- [SEITENAUSZUG]
::::

Bin heute Morgen bei -6 Grad zum Berglaufen gegangen. Dazu habe ich den Montane Fireball Pullover getragen. das Ding hält sehr gut warm und die Atmungsaktivität geht auch in Ordnung. Aber die Primaloftfüllung braucht sehr dicht gewebtes Obermaterial, damit die Faser nicht Austritt. In Kombination mit der extrem niedrigen Wasseraufnahme von Primaloft sorgt das dafür, das sämtliche Primaloftkleidungsstücke kaum Feuchtigkeit nach außen transportieren können. Nach einer intensiven Trainingseinheit sind die Sachen von innen Klatschnass. dafür beeinträchtigt Feuchtigkeit die Isolation kaum. Ich persönlich finde nen dicken Fleece + Windbreaker beim WinterSport oft angenehmer. Dafür ist Fleece bei gleicher Isolationsfähigkeit schwerer, hat ein größeres Packmaß und schränkt die Bewegungsfähigkeit stärker ein.

Eine Topkomination sind z.B. der Bergans Microlight Anorak und das Mountain Equipment Tombstone Jacket.


----------



## pixxelbiker (25. November 2015)

Besten Dank für die Antworten Im Radladen konnte ich gestern mal die erwähnte "Vaude Minaki" und "Vaude Qimsa" probieren... Beide empfand ich als sehr angenehm zu tragen. 
Beeindruckend empfand ich das geringe Gewicht der Minaki, wobei die sich an der Oberfläche ziemlich dünnhäutig anfühlt...
Die Qimsa macht hingegen einen deutlich robusteren Eindruck,oder ist das Material der Minaki robuter als vermutet? ...Bislang war es häufig so das ich im Winter bei 0 bis -5 Grad gestartet bin, auf den Bergen wars dann meist nochmal 5 bis 8 Grad kälter, Wind kommt ebenfalls dazu....
@Seegrufti :konntest Du die Jacke schon unterhalb von -5Grad und Wind fahren? 
Als Windjacke zusätzlich bliebe mir dann die Vaude Moab, im Sommer und Herbst hat sie gute Dienste geleistet.


----------



## Athabaske (25. November 2015)

Ich persönlich habe primaloft nur als Pausenjacke oder Schutz bei extremer Kälte bei Skitouren dabei. Ein Windstopper reicht nach meiner Erfahrung bei körperlicher Betätigung auch bei Minusgraden vollkommen, ofto sogar noch weniger...


----------



## MTB-News.de




----------



## Salzstreuer2 (27. November 2015)

Softshell finde ich viel weniger schwitzig! Ich trage Vaude...einmal in hinten offen und einmal in zu. Bei Interesse kann ich die Namen suchen.


----------



## Seegrufti (27. November 2015)

@pixxelbiker

Bisheriger Kälterekord war -5 kombiniert mit stürmischem Wind (Windchill -15) auf dem verschneiten Sertigpass (2739m) im schönen Graubünden.
Insgesamt brutal, aber mit ärmellosem Unterhemd und normalem Langarmtrikot drunter überlebt. Bei so starkem Wind zieht es durch. Dafür bleibt die Jacke relativ trocken. Die Jacke hat auch einen Sturz überlebt ohne Schaden. Scheinbar hält die dünne Hülle mehr aus als gedacht. Würde das Teil jederzeit wieder kaufen.

::::

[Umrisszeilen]
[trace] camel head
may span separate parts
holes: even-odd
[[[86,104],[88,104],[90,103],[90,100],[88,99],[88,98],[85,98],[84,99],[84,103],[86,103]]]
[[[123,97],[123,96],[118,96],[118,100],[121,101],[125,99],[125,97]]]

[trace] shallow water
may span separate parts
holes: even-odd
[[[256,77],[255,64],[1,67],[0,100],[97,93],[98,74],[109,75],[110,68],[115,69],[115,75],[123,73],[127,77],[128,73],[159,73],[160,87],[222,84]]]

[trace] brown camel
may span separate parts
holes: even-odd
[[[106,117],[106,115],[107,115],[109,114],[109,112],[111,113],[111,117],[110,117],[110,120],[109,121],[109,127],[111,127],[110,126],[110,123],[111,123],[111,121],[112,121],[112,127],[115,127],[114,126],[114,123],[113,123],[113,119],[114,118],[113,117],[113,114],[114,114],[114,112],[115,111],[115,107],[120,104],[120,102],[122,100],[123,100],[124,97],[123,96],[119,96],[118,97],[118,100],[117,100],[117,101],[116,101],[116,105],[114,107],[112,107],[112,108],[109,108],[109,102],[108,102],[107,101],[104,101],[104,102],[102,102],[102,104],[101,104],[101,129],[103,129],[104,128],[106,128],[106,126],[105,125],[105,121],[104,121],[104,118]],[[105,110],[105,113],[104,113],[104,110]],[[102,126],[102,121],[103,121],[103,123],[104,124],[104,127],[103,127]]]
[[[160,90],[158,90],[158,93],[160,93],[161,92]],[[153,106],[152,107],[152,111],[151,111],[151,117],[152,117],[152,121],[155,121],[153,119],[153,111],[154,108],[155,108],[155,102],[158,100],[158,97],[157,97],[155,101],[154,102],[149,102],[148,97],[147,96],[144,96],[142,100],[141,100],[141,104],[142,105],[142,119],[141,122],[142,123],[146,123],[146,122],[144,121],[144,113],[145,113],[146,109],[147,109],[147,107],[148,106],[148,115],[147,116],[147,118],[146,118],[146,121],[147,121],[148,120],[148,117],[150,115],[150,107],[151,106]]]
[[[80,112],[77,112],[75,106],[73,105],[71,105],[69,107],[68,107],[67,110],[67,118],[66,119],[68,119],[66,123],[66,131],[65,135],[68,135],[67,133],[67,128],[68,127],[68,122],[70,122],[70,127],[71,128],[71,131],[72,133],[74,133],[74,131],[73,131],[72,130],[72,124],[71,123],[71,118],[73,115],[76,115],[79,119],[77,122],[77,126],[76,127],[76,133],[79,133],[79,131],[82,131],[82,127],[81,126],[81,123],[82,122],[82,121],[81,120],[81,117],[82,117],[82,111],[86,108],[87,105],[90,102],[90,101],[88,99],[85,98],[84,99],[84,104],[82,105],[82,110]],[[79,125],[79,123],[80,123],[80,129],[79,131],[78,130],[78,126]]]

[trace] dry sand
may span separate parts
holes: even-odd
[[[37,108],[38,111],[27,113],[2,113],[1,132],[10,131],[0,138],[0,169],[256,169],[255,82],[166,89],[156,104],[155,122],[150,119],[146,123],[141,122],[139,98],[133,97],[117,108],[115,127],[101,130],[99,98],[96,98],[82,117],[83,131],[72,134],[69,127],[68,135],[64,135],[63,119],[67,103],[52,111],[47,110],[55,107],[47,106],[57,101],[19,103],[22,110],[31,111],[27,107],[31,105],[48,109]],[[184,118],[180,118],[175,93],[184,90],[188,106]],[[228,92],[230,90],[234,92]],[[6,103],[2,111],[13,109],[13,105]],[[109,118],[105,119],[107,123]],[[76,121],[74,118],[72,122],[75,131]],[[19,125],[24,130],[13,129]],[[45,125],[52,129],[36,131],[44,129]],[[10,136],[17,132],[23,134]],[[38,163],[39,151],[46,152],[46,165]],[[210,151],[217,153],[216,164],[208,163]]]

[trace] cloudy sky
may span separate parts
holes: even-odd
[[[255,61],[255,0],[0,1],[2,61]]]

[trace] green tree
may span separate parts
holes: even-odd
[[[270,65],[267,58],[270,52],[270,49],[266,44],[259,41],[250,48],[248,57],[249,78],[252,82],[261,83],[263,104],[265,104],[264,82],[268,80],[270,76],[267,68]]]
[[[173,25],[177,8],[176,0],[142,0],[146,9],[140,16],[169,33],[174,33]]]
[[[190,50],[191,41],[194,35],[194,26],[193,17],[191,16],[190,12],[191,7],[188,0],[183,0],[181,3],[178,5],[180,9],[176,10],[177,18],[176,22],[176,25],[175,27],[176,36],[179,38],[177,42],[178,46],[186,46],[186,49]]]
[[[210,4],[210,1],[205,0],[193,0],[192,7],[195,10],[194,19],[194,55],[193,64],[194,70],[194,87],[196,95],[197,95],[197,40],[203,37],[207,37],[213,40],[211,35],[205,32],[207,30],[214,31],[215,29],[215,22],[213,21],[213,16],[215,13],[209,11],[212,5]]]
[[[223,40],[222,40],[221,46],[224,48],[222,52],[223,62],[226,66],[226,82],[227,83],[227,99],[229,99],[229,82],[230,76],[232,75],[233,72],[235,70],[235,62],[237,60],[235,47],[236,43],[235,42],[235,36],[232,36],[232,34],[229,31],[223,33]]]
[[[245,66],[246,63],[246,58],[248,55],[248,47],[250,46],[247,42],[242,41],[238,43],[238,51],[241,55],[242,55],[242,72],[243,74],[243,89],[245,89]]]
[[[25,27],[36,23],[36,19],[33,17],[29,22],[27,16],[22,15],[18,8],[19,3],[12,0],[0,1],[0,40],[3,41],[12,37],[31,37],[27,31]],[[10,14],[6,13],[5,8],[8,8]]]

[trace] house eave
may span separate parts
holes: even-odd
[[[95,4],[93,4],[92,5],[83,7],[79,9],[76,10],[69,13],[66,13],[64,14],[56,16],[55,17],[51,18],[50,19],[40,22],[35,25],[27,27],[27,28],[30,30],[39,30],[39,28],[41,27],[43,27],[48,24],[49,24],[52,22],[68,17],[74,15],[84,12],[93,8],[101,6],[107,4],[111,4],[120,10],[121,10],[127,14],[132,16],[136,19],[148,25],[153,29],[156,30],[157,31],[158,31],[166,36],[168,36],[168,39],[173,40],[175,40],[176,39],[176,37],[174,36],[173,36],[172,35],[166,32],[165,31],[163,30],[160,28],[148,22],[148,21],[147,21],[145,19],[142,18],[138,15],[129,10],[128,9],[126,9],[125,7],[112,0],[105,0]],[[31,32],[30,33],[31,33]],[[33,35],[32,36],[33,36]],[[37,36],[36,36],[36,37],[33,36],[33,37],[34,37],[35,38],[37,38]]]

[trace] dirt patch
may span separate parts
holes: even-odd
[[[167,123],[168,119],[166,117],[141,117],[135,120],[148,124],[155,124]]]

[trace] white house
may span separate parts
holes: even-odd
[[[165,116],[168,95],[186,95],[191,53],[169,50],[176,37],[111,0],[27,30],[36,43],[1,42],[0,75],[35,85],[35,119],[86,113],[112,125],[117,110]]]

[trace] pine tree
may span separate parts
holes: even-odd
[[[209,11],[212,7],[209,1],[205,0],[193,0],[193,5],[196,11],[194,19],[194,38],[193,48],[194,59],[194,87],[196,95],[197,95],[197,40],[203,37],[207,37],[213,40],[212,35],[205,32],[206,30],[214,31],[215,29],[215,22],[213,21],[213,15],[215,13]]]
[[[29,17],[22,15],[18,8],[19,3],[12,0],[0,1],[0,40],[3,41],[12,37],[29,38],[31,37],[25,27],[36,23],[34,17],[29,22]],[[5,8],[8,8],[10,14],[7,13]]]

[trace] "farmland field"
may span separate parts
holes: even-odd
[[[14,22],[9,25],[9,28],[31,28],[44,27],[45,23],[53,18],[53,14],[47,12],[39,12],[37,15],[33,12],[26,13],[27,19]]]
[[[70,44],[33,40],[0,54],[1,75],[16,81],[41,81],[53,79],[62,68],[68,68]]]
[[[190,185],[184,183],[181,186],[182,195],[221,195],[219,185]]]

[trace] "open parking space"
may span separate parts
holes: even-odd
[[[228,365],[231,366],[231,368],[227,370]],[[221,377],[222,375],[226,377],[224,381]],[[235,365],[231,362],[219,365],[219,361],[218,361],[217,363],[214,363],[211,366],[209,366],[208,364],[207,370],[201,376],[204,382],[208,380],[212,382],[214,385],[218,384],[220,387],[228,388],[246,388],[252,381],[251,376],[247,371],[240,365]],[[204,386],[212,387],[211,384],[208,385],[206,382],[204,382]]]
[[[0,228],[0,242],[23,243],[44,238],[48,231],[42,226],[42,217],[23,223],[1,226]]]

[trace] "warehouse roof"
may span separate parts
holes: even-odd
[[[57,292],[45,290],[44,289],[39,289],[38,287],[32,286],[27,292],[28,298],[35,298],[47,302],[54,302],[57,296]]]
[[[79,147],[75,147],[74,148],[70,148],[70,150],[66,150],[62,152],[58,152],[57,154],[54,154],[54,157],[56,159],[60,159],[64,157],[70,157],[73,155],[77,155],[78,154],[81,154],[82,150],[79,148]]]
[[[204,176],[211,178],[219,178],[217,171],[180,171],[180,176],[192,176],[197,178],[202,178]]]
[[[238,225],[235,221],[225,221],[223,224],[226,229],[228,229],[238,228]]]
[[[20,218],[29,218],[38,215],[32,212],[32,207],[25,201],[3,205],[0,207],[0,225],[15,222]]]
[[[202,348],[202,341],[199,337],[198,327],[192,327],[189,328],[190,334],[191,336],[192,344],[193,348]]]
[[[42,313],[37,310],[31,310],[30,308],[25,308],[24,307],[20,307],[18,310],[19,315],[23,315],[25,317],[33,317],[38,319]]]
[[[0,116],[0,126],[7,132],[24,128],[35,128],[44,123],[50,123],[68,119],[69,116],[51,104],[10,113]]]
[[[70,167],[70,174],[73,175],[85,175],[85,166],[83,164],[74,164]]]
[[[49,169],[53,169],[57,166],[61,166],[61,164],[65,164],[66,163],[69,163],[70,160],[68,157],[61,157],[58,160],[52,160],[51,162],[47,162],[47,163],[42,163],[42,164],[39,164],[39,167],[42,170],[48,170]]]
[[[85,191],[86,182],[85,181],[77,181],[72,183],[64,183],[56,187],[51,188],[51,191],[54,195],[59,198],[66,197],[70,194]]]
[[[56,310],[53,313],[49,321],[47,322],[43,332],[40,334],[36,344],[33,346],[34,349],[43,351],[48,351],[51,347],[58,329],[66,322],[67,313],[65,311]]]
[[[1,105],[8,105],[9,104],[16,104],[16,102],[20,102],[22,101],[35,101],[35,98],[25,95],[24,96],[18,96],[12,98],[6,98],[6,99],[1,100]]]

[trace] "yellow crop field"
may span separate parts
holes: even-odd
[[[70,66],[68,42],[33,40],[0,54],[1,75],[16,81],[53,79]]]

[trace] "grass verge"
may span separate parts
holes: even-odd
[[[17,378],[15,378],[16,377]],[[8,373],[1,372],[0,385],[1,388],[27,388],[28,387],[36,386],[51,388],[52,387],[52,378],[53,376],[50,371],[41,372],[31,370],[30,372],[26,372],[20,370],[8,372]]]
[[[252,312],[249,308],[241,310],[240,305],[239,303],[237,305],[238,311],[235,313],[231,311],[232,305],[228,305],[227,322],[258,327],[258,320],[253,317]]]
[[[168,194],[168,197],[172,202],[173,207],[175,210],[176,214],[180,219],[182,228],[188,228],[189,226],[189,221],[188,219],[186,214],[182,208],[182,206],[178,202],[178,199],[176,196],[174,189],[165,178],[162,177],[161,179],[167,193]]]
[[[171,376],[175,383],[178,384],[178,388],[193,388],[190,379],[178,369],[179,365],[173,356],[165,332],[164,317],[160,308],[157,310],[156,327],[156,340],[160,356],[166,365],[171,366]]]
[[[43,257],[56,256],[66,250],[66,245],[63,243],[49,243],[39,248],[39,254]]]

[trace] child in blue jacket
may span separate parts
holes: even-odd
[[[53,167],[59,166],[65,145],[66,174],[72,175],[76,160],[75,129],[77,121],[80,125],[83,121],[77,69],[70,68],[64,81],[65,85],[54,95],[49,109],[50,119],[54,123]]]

::::

- [GESTELLTE AUFGABE A] Welcher Pullover wurde laut dem ersten Beitrag im Forumsauszug über Winterjacken beim Berglaufen bei -6 Grad getragen?
- [GESTELLTE AUFGABE B] Führen Sie den Forumsauszug über Winterjacken im Anschluss an seinen letzten Satz weiter.

- [ERWARTETE AUSGABE A] Der Montane Fireball Pullover.

- [ERWARTETE AUSGABE B]
Normale Bedingungen (Schiener Berg bei 0°) lassen einen bergauf schwitzen.

LG


----------



## pixxelbiker (28. November 2015)

@Seegrufti:besten Dank, das macht mir die Jacke doch schmackhafter als ich vermutet hab,zumal ich entweder die Windweste o. 2,5L Jacke ohnehin dabei ist, nimmt ja kaum Platz weg


----------



## pixxelbiker (28. November 2015)

@salzstreuer 2: Das wäre durchaus hilfreich, Dankeschön


----------



## pfeifferheiko (28. November 2015)

primaloft und co sind für geringe bis mässige Aktivitäten gut geeignet als midlayerersatz statt Fleece, für starke Aktivitäten wie radfahren dagegen ungeeignet.

wie joki sagt man durchnässt dann damit völlig, hab ne 60er primaloft und ne 100er primaloft und nem es deswegen dann nur zum gemütlichen wandern.
auf dem rad bin ich damit innerhalb von ner stunde so nass das wasser innen runterläuft.

beim biken braucht man stark feuchtigkeitsleitende Bekleidung sonst durchnässt man unweigerlich.


gibt aber erste ansätze das durchnässen in den griff zu bekommen mit verbesserten luftigeren füllungen.
polartec Alpha und primaloft thermoball sollen da nen tick besser sein laut marketing.

hab davon allerdings noch nichts in Verwendung und kann nicht sagen ob das zeug auch Feuchtigkeit staut.


----------



## Salzstreuer2 (28. November 2015)

pixxelbiker schrieb:


> @salzstreuer 2: Das wäre durchaus hilfreich, Dankeschön


Vaude matera und Vaude Mens Prio.

Schon älter aber Vaude bringt jedes Jahr neue raus immer mit so Fantasienamen..
Prio, Mio Malema, Matera usw.

Im Grunde immer dasselbe.
Günstig bei Hs kaufen...


----------



## MTB-News.de




----------



## Seegrufti (28. November 2015)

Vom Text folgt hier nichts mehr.